• **PROVIDED RECORDS**:
--- --- ---

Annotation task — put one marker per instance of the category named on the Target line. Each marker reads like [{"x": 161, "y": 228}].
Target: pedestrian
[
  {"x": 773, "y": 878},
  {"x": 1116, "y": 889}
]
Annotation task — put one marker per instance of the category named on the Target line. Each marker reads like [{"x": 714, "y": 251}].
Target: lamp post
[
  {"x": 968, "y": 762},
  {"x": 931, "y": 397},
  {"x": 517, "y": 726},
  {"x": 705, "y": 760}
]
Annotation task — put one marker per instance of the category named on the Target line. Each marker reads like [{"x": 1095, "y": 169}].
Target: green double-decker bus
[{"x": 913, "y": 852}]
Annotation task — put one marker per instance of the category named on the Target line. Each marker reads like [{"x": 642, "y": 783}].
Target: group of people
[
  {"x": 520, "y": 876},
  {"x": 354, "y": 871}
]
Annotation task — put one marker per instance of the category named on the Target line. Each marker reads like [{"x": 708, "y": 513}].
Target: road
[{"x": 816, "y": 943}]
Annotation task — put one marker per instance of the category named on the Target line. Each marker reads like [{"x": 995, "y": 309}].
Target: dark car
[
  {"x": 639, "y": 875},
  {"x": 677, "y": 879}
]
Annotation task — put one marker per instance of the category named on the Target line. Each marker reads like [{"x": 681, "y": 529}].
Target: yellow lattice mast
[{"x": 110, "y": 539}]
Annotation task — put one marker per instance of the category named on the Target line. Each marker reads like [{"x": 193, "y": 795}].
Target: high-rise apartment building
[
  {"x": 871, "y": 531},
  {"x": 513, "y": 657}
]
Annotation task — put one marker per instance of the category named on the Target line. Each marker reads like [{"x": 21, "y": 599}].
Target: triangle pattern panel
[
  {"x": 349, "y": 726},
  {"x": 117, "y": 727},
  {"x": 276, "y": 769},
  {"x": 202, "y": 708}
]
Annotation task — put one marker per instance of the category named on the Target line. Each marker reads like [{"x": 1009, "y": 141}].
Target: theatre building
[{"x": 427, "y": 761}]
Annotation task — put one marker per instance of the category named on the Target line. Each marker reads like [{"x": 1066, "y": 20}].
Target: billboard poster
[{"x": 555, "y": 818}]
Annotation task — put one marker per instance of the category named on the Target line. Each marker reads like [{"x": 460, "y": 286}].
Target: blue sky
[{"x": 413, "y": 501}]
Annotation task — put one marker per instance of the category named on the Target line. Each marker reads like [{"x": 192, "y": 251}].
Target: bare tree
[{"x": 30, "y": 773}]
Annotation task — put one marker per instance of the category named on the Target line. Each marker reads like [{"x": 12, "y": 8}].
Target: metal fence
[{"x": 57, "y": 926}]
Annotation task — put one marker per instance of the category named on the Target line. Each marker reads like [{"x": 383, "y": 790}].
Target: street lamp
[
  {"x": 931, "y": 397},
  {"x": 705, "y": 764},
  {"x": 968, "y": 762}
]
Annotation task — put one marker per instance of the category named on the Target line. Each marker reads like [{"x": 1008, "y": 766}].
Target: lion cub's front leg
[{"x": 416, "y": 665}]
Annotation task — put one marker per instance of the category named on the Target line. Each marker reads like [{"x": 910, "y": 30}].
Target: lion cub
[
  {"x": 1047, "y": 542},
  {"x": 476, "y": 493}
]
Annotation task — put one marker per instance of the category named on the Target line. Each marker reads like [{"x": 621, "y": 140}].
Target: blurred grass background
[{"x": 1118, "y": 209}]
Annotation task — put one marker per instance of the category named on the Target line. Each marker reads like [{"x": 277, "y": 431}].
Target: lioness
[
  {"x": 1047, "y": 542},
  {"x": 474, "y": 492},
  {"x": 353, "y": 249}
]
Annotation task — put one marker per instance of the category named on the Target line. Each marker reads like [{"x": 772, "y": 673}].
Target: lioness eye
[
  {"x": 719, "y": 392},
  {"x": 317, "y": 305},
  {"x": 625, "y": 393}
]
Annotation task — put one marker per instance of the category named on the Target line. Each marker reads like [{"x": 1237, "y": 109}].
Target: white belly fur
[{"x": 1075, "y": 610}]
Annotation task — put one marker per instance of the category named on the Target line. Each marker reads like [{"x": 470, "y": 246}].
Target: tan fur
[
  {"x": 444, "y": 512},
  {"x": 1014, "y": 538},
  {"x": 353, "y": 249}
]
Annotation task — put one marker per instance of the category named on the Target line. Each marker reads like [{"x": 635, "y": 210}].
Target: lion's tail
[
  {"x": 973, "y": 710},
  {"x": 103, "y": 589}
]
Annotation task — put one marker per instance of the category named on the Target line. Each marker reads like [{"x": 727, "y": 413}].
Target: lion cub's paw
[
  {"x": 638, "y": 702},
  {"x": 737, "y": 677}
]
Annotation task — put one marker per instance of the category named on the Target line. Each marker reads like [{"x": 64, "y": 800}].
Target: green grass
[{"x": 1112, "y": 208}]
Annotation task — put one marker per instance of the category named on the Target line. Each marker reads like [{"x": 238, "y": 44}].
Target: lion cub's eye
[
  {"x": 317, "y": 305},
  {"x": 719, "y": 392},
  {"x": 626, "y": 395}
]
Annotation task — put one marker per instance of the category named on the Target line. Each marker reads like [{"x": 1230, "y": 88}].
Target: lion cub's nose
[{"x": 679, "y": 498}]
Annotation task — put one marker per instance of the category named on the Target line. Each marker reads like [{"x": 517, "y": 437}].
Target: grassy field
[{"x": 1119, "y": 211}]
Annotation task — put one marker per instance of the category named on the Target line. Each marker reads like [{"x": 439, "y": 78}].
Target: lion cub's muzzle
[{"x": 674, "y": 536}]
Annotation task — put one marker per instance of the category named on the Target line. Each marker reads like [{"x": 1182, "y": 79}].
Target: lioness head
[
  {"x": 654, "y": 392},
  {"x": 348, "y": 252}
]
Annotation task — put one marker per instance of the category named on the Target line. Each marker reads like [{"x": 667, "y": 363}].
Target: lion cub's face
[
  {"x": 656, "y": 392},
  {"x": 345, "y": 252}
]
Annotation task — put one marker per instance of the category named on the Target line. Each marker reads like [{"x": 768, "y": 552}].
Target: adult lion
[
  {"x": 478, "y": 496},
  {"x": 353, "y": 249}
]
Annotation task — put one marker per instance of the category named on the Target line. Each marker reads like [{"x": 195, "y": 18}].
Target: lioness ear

--- --- ---

• **AIM**:
Exactly reproduce every line of the records.

• **TASK RESULT**:
Annotation task — put one marker per instance of the category named on the Target line. Each marker reads like [{"x": 161, "y": 228}].
Target: pedestrian
[
  {"x": 773, "y": 878},
  {"x": 1116, "y": 889}
]
Annotation task — put one marker per instance of the category named on the Target line. Each marker reads like [{"x": 714, "y": 251}].
Target: lamp post
[
  {"x": 968, "y": 762},
  {"x": 931, "y": 397},
  {"x": 517, "y": 726},
  {"x": 705, "y": 760}
]
Annotation task — put one marker per instance of the category named on the Target line. Each marker reads like [{"x": 1095, "y": 169}].
Target: green double-decker bus
[{"x": 913, "y": 852}]
Annotation task — put one marker per instance of the category named on the Target line. Each marker reads like [{"x": 642, "y": 783}].
Target: group of people
[
  {"x": 520, "y": 876},
  {"x": 354, "y": 871}
]
Annotation task — put one marker per instance of the category named on the Target line. Each marker reads like [{"x": 708, "y": 513}].
Target: road
[{"x": 816, "y": 943}]
Annotation task — put one marker per instance of the category named on the Target line. Each marker reads like [{"x": 995, "y": 309}].
Target: dark car
[
  {"x": 639, "y": 875},
  {"x": 677, "y": 879}
]
Annotation task — put one marker per instance of the category named on the Target line. Each marker reads like [{"x": 681, "y": 529}].
Target: yellow lattice mast
[{"x": 110, "y": 539}]
Annotation task — put one marker per instance of the category named on the Target line. Each marker reads like [{"x": 193, "y": 795}].
Target: high-rise apartment building
[
  {"x": 871, "y": 531},
  {"x": 513, "y": 657}
]
Annotation task — put one marker per instance of the category named on the Target line. Each marker reads like [{"x": 21, "y": 599}].
Target: triangle pattern panel
[
  {"x": 349, "y": 726},
  {"x": 117, "y": 727},
  {"x": 276, "y": 769},
  {"x": 202, "y": 708}
]
Annotation task — put one marker per instance of the category named on the Target line. Each marker reads like [{"x": 1009, "y": 141}].
Target: theatre building
[{"x": 427, "y": 761}]
Annotation task — put one marker per instance of the category named on the Target line. Each marker reads like [{"x": 1066, "y": 20}].
Target: billboard poster
[{"x": 555, "y": 818}]
Annotation task — put one marker per instance of the category named on the Target line. Each marker reads like [{"x": 460, "y": 286}].
Target: blue sky
[{"x": 413, "y": 501}]
Annotation task — put one marker per instance of the category named on the Target line. Each marker reads like [{"x": 192, "y": 251}].
Target: bare tree
[{"x": 30, "y": 773}]
Annotation task — put one marker per instance of the category named on the Target line. Each marker reads like [{"x": 12, "y": 8}].
Target: metal fence
[{"x": 57, "y": 926}]
Annotation task — put one marker per instance of the category named on the Target line. Each marker reads like [{"x": 383, "y": 790}].
Target: street lamp
[
  {"x": 931, "y": 397},
  {"x": 705, "y": 764},
  {"x": 968, "y": 762}
]
Annotation task — put one marker per instance of the category named on the Target line. Each marker reads like [{"x": 1008, "y": 766}].
Target: lion cub's front leg
[{"x": 416, "y": 665}]
Annotation task — put one marker per instance of the category named on the Target line. Each marker reads like [{"x": 910, "y": 30}].
Target: lion cub
[
  {"x": 1047, "y": 542},
  {"x": 476, "y": 493}
]
Annotation task — put one marker per instance of the category named on the Target line. Each marker reads like [{"x": 621, "y": 140}].
Target: blurred grass background
[{"x": 1118, "y": 209}]
Annotation task — put one marker per instance of the category named on the Target line. Each marker reads like [{"x": 277, "y": 431}].
Target: lioness
[
  {"x": 1047, "y": 542},
  {"x": 474, "y": 492},
  {"x": 353, "y": 249}
]
Annotation task — put one marker per instance of the category named on the Target line. Each marker reads like [{"x": 772, "y": 673}].
Target: lioness eye
[
  {"x": 719, "y": 392},
  {"x": 317, "y": 305},
  {"x": 625, "y": 393}
]
Annotation task — put one marker per instance of the category named on the Target line. Each marker reads like [{"x": 1237, "y": 109}].
Target: white belly fur
[{"x": 1075, "y": 610}]
Annotation task — put one marker per instance of the category named on the Target line. Each marker reads like [{"x": 470, "y": 246}].
Target: tan fur
[
  {"x": 444, "y": 512},
  {"x": 1014, "y": 538},
  {"x": 353, "y": 249}
]
Annotation task — put one marker per instance of the category named on the Target line. Each marker reads like [{"x": 635, "y": 210}].
Target: lion's tail
[
  {"x": 973, "y": 710},
  {"x": 103, "y": 589}
]
Annotation task — put one marker per instance of the category named on the Target line. Each marker reads like [{"x": 727, "y": 413}].
Target: lion cub's paw
[
  {"x": 638, "y": 702},
  {"x": 737, "y": 677}
]
Annotation task — put one marker per instance of the category named on the Target line. Each marker reads like [{"x": 64, "y": 800}].
Target: green grass
[{"x": 1112, "y": 208}]
Annotation task — put one marker per instance of the category named on the Target line. Each marker reads like [{"x": 238, "y": 44}].
Target: lion cub's eye
[
  {"x": 317, "y": 305},
  {"x": 719, "y": 392},
  {"x": 626, "y": 395}
]
Annotation task — put one marker per instance of the category named on the Target line. Each marker reads like [{"x": 1230, "y": 88}].
Target: lion cub's nose
[{"x": 679, "y": 498}]
Annotation task — put one marker per instance of the category named on the Target line. Each marker reads like [{"x": 517, "y": 437}].
Target: grassy field
[{"x": 1119, "y": 211}]
Annotation task — put one marker per instance of the category named on the Target line. Each marker reads like [{"x": 439, "y": 78}].
Target: lion cub's muzzle
[{"x": 674, "y": 536}]
Annotation task — put one marker per instance of the category named on the Target line. Each marker reads like [{"x": 1182, "y": 79}].
Target: lioness head
[
  {"x": 654, "y": 392},
  {"x": 348, "y": 252}
]
Annotation task — put one marker per instance of the category named on the Target line. Each marker reads like [{"x": 667, "y": 363}].
Target: lion cub's face
[
  {"x": 656, "y": 392},
  {"x": 345, "y": 252}
]
Annotation task — put one marker per instance of the category named on the Target line. Each marker reads like [{"x": 768, "y": 552}].
Target: adult lion
[
  {"x": 478, "y": 496},
  {"x": 353, "y": 249}
]
Annotation task — put one marker per instance of the category named on the Target line. Each marker reads like [{"x": 195, "y": 18}].
Target: lioness ear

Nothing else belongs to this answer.